Collected data entries
/---
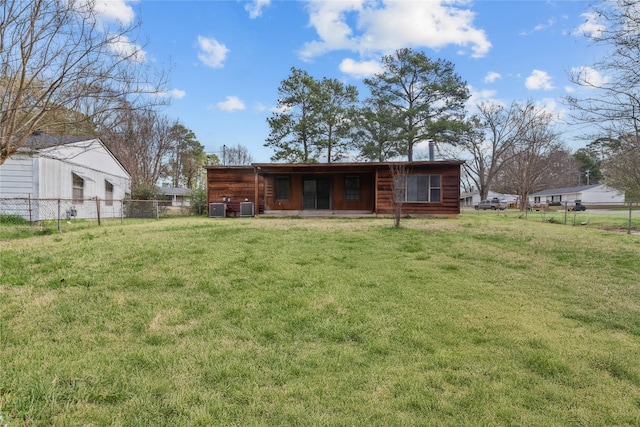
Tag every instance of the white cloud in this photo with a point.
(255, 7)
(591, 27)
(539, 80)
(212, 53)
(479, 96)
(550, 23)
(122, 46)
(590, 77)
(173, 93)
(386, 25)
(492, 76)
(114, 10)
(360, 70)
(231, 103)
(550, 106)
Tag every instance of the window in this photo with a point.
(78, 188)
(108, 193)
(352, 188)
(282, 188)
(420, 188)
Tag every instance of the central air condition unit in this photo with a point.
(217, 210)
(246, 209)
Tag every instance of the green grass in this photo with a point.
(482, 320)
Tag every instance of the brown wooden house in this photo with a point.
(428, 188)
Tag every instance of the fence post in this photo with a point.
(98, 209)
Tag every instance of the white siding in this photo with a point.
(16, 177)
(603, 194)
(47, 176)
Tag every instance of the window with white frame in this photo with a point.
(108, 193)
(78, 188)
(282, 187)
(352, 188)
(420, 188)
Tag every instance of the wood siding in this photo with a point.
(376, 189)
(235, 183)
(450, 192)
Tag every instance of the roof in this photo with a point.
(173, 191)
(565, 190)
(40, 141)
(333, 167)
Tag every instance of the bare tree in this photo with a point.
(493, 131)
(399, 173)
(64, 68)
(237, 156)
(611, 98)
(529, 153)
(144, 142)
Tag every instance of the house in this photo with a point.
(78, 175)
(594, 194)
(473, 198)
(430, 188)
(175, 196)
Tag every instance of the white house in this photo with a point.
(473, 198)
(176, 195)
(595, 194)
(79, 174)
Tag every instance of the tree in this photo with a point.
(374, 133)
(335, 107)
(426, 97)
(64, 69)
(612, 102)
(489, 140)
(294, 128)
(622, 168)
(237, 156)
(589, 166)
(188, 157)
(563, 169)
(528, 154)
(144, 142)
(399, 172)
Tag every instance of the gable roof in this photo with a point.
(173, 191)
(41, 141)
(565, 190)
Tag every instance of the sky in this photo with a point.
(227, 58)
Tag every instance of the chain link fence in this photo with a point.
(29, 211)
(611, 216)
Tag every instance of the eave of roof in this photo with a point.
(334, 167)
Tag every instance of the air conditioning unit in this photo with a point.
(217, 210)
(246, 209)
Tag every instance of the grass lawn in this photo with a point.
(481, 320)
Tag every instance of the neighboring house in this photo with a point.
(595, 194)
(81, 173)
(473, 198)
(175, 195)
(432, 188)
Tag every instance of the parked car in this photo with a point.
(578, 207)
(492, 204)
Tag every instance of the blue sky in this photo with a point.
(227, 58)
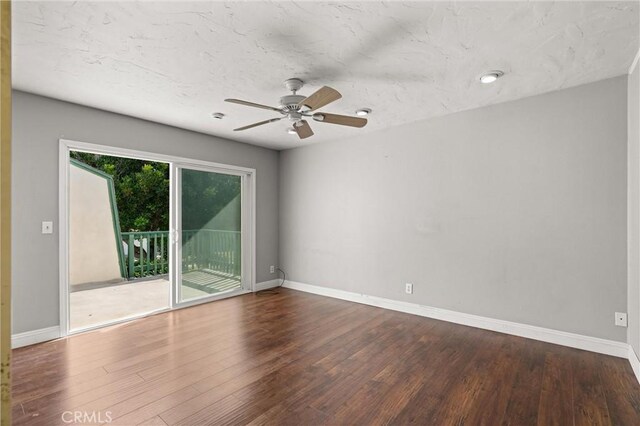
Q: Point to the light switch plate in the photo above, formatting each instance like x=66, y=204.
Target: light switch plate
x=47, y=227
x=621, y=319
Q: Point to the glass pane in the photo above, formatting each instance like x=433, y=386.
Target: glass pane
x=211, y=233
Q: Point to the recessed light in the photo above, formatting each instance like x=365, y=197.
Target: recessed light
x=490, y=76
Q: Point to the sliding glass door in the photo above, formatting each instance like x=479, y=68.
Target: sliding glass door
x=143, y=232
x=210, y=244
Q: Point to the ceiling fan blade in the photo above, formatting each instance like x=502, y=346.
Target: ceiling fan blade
\---
◆ Task details
All lines above containing the string "like": copy each one.

◆ Written response
Q: Point to the light switch plate in the photo above, formatting each instance like x=66, y=204.
Q: Point to the glass pane in the photo above, formatting each instance like x=433, y=386.
Q: Point to the recessed light in the photo above, formatting each instance like x=365, y=197.
Q: Point to the sliding glass door in the photo above, formatting each instance like x=479, y=68.
Q: Point to the ceiling fan blade in the photo above, formatting each instance like x=502, y=346.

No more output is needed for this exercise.